━━ Records for this exercise ━━
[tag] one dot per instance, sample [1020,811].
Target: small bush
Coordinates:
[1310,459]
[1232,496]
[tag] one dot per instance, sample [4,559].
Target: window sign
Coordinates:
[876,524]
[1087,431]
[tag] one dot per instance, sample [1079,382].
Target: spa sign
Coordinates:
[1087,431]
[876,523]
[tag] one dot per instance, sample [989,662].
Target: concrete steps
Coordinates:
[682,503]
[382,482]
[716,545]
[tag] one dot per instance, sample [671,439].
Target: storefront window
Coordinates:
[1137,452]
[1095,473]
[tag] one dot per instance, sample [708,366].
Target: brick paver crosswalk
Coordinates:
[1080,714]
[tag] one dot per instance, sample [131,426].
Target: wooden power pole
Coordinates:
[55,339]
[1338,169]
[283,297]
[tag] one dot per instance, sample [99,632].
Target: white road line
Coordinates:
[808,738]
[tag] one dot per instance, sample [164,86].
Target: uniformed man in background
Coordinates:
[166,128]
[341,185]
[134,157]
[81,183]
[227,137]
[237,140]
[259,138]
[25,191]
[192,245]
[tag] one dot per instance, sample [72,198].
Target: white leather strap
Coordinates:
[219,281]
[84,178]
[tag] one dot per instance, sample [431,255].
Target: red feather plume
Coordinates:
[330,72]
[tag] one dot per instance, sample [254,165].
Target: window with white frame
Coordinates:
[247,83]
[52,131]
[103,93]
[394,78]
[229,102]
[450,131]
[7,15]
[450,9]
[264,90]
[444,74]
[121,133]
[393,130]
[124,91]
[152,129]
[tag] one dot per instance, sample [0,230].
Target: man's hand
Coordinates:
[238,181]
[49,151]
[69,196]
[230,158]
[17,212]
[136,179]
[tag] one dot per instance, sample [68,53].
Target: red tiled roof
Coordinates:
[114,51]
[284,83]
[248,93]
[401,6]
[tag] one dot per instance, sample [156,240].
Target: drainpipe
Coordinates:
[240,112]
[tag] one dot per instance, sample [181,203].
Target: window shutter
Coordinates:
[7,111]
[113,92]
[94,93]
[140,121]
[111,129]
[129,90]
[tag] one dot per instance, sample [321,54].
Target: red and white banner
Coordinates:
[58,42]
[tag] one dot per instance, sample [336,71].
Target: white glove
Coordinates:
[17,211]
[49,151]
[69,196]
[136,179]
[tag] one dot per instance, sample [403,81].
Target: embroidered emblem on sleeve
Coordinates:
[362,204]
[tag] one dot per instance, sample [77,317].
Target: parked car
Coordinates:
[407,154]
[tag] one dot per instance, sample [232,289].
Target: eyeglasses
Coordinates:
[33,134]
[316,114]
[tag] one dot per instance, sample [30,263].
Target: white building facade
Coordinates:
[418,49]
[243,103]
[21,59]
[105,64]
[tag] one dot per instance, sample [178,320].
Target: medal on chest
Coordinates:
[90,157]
━━━
__Assignment__.
Your answer should consist of every entry, repeated exactly.

__Exercise output__.
[tag] one dot per instance, sample [1020,811].
Target: small bush
Coordinates:
[1310,459]
[1232,496]
[tag] one dot per instance, sample [4,559].
Target: window sign
Coordinates:
[876,524]
[1087,431]
[tag] one dot per instance, sample [1079,382].
Target: spa sign
Coordinates:
[1087,431]
[876,523]
[tag] one dot per instance, sample [989,662].
Target: concrete steps
Coordinates:
[682,503]
[382,482]
[716,545]
[tag] one dot per instance, sample [671,439].
Target: storefront window
Coordinates:
[1137,452]
[1095,473]
[tag] one dot per instance, sample [708,366].
Target: brick paver crosswalk
Coordinates:
[1080,714]
[tag] one dot per instance, sample [131,426].
Target: wooden power pole
Coordinates:
[55,339]
[1338,169]
[283,297]
[tag] one dot per instance, sample [99,632].
Target: white road line
Coordinates:
[808,738]
[tag] one dot per instance, sample [164,86].
Target: uniformed man in background
Coordinates:
[166,128]
[341,185]
[134,157]
[81,183]
[227,137]
[237,140]
[259,138]
[25,191]
[192,245]
[tag] one dot per instance, sample [72,198].
Target: white leather strap
Coordinates:
[219,281]
[84,178]
[tag] one dot per instance, sample [431,255].
Target: red feather plume
Coordinates:
[330,72]
[tag] one dot per instance, sample [254,165].
Target: window with white frame
Coordinates:
[247,83]
[52,131]
[103,93]
[394,78]
[229,102]
[450,131]
[7,15]
[450,9]
[264,90]
[444,74]
[121,133]
[393,130]
[124,91]
[152,129]
[tag] one dot per instance, sample [0,230].
Target: man's hand
Coordinates:
[238,181]
[49,151]
[69,196]
[230,158]
[17,212]
[136,179]
[tag] one dot per instance, sample [68,53].
Target: red tiled roof
Coordinates:
[114,51]
[284,83]
[248,93]
[401,6]
[tag] one dot per instance, sample [156,240].
Target: drainpipe
Coordinates:
[240,112]
[tag] one dot per instance, sample [181,203].
Target: window shutter
Coordinates:
[7,111]
[113,92]
[94,93]
[140,121]
[111,129]
[129,90]
[tag] one dot per instance, sample [321,54].
Target: red and white banner
Coordinates:
[58,42]
[tag] one dot per instance, sample [336,71].
Target: white glove
Coordinates:
[17,211]
[49,151]
[69,196]
[136,179]
[tag] one dot per instance, sample [403,81].
Target: embroidered emblem on sleeve
Coordinates:
[362,204]
[tag] one dot per instance, sample [77,317].
Target: parked car
Coordinates:
[407,154]
[tag] one dot per instance, sample [232,289].
Target: eyeglasses
Coordinates:
[33,134]
[316,114]
[tag] one dot per instance, sample [30,263].
Target: white building facade
Coordinates:
[418,49]
[243,103]
[21,59]
[105,64]
[tag] one dot per instance, sample [178,320].
Target: medal on chest
Coordinates:
[90,157]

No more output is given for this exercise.